GIVEN PROBLEM
Reproduce the following data line for line, with no changes, and leave out the pictures.

-- Start RAW DATA --

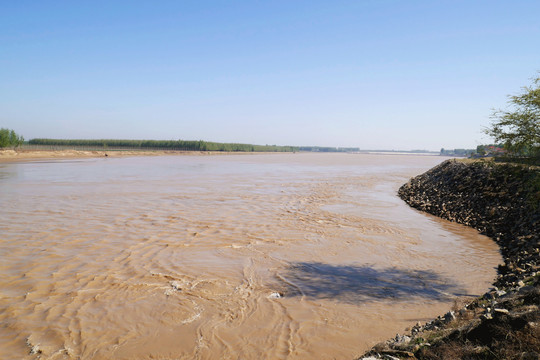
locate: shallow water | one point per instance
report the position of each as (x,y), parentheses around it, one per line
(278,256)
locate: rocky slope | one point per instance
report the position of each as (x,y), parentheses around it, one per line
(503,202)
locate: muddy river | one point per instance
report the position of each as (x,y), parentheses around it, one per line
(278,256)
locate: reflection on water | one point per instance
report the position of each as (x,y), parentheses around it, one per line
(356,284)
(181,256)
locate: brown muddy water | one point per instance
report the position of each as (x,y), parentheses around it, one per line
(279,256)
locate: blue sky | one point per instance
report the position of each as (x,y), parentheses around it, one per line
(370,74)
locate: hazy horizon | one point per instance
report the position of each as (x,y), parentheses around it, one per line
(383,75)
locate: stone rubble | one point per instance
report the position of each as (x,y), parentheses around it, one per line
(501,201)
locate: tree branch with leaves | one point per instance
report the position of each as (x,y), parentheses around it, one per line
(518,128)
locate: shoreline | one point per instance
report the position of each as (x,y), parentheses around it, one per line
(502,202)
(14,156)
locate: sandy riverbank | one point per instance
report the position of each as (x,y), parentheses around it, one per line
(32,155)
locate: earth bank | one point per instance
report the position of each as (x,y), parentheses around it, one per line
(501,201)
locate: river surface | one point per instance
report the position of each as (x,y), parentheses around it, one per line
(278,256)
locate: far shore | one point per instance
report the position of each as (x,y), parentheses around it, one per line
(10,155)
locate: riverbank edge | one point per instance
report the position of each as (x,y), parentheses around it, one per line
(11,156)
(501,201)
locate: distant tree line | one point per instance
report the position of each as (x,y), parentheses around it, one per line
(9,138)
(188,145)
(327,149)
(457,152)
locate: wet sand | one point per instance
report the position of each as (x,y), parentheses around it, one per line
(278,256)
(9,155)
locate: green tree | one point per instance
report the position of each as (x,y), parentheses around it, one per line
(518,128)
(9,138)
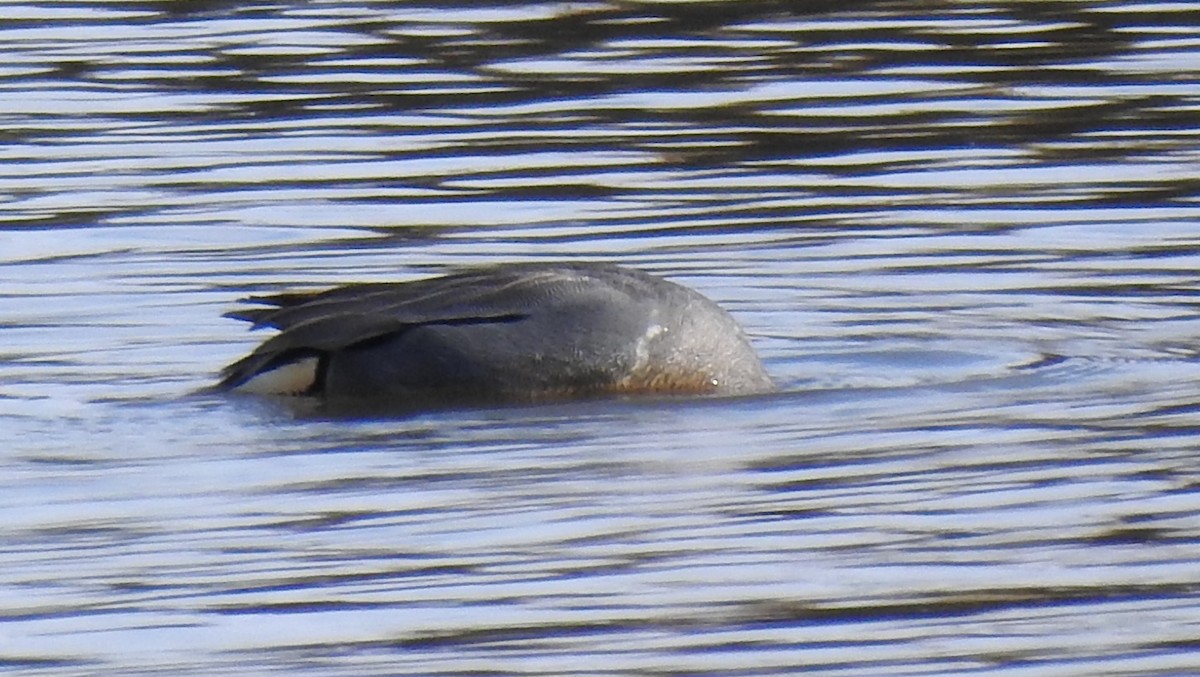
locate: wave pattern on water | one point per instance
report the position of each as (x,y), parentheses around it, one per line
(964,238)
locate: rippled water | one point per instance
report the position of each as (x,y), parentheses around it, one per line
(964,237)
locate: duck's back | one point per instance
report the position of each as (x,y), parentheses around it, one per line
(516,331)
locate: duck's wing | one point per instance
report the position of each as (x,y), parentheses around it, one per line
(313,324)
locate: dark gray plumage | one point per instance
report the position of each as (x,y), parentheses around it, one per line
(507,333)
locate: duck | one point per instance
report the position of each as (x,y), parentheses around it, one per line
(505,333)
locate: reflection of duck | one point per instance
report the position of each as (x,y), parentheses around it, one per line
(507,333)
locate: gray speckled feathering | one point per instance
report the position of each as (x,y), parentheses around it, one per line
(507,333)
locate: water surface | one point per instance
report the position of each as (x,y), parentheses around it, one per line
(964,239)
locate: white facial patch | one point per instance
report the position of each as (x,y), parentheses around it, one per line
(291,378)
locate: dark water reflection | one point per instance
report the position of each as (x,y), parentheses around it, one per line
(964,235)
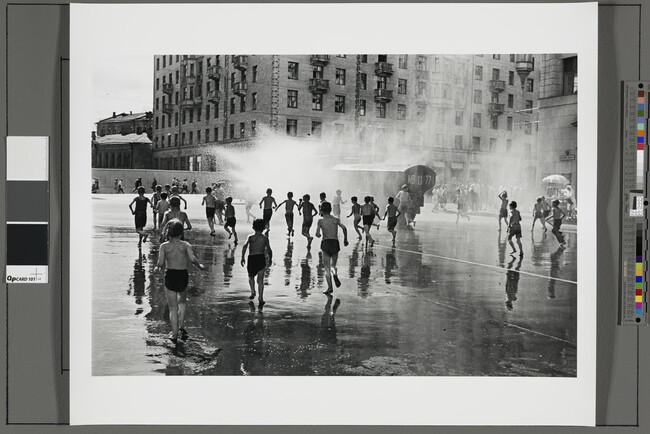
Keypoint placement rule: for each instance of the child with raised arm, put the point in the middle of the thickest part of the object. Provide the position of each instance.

-- End RAW DATA --

ANSWER TO THIS TASK
locate: shallow water | one point per instance
report the position of each as (x,y), parentheses around it, one per line
(278,256)
locate: rocky slope | one point per instance
report the position of each as (x,y), parentheses around it, one per line
(503,202)
locate: muddy river | one point per instance
report the position of each as (x,y), parentheses around it, one per line
(278,256)
locate: reflection on water | one point per instance
report the position of each as (x,y), parentheses around it, one per line
(356,284)
(181,256)
locate: brown muddy water | one point per instance
report the position of each as (x,y), parentheses around it, one per line
(279,256)
locate: blue sky | one point per instance
report the position of each as (x,y), parentheses around it, one per line
(370,74)
locate: hazy horizon | one point per instance
report the position of each as (x,y), parentheses around it, one per line
(383,75)
locate: stone rubble | one point per instance
report the position of each as (x,y), parentheses around it, one per line
(501,201)
locate: tree branch with leaves | one point per instance
report the position of each as (x,y), parentheses around it, one per line
(518,128)
locate: shoreline | one point per instance
report the position of each as (x,y), parentheses around it, one per line
(502,202)
(14,156)
locate: sandy riverbank | one point per instance
report the position of each as (x,y), parentheses around it, one per line
(32,155)
locate: earth bank | one point per instance
report the position of each as (x,y), parentheses around it, one per line
(501,201)
locate: river surface | one point per instance
report the position of each as (x,y), parentheses around it, one per line
(278,256)
locate: far shore | one point per instance
report the position of each as (x,y), parentheses around it, one per line
(10,155)
locate: riverbank edge | one point per instance
report the position of each as (x,y), parentheses around it, one per line
(11,156)
(501,201)
locate: distant tree line | one point per instance
report the position of each as (x,y), parentheses around it, one per line
(9,138)
(188,145)
(327,149)
(457,152)
locate: wet sand | one point per instance
report the position of each as (x,y), parentheses around it, one per line
(278,256)
(9,155)
locate: green tree | one point per instance
report the position of each as (x,y), parentheses around it, one per line
(518,128)
(9,138)
locate: wave pattern on water | one point per instance
report the position of each as (x,y), parentheses around it, one per line
(964,238)
locate: rippled water | one point per instance
report the position of each as (x,y), parentheses around it, one per line
(964,237)
locate: duck's back | one point per instance
report the position of each as (x,y), parentheses around it, one per line
(516,331)
locate: duck's wing | one point per instance
report the position of each as (x,y), parentheses around it, one per line
(313,324)
locate: dark gray plumage | one point per instance
report the position of each as (x,y), parentheses around it, one per line
(507,333)
locate: duck | one point per instance
report the position of each as (x,y), parentheses around it, one per line
(505,333)
locate: reflection of duck | one point per instance
report the position of each as (x,y), parentheses around it, one per line
(507,333)
locate: gray speckled feathering | one point per instance
report the position of each as (x,y), parentheses around it, one per line
(507,333)
locate: water surface | one point per instance
report the position of each as (x,y), parentheses around it, one per line
(964,239)
locate: white facial patch | one point per instance
report the position of each as (x,y), parentheses around it, one per line
(291,378)
locate: dark water reflection | one point per instance
report the position of each as (x,y), parentheses around it, one per line
(964,235)
Keypoint placement rule: for each instance of the child with raised arm, put the point in the middle of the thickest part of the object. Provide the position of each instance.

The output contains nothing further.